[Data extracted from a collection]
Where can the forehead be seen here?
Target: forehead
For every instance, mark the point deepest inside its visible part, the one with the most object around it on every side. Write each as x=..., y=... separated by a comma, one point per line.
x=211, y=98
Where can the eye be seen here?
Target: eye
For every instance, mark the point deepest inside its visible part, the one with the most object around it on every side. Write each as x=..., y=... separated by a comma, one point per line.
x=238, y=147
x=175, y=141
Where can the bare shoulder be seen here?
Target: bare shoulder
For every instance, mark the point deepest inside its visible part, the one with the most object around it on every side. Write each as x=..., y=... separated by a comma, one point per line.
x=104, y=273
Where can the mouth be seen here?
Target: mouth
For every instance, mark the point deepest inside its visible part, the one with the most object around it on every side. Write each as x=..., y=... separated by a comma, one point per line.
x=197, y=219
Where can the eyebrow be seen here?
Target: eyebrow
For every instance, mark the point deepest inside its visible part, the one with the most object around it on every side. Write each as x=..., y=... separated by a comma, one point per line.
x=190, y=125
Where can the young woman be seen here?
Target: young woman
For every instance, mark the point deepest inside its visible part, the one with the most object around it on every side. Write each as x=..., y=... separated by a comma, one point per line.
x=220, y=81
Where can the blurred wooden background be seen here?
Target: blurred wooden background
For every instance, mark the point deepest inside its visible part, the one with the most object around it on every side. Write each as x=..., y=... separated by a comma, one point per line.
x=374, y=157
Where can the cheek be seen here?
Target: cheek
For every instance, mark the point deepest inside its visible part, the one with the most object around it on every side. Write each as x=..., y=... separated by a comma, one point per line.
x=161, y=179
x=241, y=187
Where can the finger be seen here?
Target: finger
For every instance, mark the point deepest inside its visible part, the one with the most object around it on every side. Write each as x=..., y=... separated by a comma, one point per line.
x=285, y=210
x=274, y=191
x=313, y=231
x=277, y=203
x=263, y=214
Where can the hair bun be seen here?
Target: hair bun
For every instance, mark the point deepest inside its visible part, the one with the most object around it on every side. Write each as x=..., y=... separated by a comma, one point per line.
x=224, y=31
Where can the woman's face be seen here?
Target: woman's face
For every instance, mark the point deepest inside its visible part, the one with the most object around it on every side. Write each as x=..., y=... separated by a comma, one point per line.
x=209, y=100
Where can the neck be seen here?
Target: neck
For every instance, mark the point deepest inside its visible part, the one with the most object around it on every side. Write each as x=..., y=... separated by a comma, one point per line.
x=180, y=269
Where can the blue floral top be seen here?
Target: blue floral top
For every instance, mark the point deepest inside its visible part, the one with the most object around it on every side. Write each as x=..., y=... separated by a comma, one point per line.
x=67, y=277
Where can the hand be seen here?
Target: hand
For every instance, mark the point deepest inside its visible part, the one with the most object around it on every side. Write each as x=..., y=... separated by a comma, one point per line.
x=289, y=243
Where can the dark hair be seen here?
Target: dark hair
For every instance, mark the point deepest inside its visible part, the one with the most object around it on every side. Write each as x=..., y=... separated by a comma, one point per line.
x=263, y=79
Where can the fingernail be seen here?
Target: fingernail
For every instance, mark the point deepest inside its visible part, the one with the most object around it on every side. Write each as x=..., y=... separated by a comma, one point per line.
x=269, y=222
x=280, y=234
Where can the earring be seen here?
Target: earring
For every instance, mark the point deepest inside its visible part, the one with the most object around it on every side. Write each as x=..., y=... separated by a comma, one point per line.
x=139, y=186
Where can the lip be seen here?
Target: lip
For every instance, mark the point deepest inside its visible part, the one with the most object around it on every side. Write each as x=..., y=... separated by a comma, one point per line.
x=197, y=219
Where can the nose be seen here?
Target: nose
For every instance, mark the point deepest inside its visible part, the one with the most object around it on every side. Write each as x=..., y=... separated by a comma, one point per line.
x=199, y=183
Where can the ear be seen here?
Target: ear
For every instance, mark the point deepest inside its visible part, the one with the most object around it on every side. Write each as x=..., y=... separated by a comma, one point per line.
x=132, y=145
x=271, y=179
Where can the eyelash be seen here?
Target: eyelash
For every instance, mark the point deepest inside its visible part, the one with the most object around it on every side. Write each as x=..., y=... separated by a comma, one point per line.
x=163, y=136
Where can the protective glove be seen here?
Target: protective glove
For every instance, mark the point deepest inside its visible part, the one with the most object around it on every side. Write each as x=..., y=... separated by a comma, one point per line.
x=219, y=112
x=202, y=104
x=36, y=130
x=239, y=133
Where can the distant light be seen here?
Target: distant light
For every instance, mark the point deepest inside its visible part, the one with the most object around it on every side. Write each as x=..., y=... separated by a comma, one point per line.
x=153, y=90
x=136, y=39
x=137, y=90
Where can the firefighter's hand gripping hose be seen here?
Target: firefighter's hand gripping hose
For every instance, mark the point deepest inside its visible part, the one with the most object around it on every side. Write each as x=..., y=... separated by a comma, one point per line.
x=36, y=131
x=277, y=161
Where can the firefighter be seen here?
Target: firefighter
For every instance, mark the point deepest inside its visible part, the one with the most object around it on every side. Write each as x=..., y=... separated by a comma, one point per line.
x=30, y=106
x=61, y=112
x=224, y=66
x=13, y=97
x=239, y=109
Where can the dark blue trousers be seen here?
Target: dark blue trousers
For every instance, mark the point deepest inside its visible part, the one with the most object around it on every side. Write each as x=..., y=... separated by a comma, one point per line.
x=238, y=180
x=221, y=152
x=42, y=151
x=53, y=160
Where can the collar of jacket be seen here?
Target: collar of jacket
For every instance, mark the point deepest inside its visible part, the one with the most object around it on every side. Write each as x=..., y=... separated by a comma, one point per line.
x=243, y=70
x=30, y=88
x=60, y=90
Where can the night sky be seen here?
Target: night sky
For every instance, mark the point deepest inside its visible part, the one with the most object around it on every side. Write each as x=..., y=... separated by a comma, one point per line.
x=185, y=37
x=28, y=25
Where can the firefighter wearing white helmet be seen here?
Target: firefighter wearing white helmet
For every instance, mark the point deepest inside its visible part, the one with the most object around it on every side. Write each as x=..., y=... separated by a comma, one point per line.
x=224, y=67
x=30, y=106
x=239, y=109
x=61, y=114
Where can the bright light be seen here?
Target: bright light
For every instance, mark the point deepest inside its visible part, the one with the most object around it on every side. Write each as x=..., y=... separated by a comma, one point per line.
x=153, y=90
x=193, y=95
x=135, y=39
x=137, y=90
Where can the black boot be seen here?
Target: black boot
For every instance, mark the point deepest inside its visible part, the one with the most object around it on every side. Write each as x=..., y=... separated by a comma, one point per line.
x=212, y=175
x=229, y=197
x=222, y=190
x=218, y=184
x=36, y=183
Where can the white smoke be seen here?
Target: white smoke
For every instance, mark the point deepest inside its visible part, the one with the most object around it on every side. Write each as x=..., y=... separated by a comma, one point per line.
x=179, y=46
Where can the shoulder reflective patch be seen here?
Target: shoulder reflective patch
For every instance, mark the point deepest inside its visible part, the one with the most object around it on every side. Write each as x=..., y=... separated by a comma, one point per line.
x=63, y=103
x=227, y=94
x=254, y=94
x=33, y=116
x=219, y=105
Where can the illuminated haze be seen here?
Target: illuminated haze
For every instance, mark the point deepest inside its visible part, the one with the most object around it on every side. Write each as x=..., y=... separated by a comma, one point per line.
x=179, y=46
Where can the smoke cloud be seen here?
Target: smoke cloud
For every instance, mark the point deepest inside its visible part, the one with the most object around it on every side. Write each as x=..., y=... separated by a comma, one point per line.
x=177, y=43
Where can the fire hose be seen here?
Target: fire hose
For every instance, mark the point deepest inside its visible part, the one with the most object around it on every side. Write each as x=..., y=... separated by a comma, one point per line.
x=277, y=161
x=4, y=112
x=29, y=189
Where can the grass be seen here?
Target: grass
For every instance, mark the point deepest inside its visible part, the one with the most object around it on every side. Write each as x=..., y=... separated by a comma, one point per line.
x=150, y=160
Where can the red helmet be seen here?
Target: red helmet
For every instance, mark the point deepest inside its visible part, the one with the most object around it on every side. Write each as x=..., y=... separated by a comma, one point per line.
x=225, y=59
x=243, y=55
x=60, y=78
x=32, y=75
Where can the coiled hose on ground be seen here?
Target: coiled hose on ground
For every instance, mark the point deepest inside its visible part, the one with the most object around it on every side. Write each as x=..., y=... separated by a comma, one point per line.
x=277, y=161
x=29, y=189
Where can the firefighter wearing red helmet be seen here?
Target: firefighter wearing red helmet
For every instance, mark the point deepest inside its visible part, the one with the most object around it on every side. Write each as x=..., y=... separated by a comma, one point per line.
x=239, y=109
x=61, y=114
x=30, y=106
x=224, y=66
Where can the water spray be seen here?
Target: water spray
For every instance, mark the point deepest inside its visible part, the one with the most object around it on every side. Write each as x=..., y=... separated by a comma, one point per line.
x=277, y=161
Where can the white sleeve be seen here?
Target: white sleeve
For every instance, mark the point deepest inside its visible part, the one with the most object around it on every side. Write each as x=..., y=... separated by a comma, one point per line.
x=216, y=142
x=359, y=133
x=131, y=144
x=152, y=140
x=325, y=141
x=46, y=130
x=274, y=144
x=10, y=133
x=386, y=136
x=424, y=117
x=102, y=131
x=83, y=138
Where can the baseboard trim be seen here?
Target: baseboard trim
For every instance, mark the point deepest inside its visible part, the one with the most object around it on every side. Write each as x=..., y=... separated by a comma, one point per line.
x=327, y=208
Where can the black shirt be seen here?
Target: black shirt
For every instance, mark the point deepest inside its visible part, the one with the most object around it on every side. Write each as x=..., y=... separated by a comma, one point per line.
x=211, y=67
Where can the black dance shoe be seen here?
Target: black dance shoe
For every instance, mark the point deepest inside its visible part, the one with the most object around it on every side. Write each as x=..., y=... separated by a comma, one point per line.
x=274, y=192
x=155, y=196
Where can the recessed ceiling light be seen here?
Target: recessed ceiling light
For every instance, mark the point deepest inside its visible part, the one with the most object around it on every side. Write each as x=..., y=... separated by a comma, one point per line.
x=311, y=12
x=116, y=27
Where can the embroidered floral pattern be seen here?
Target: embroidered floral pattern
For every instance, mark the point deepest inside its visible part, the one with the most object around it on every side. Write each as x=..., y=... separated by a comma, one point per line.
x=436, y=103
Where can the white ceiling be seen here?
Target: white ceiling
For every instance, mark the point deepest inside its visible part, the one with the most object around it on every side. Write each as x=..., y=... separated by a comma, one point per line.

_Task description:_
Return every line above in which the string "sleeve" occurs.

_Answer for this exercise:_
Where can the white sleeve be seen here?
Target: white sleeve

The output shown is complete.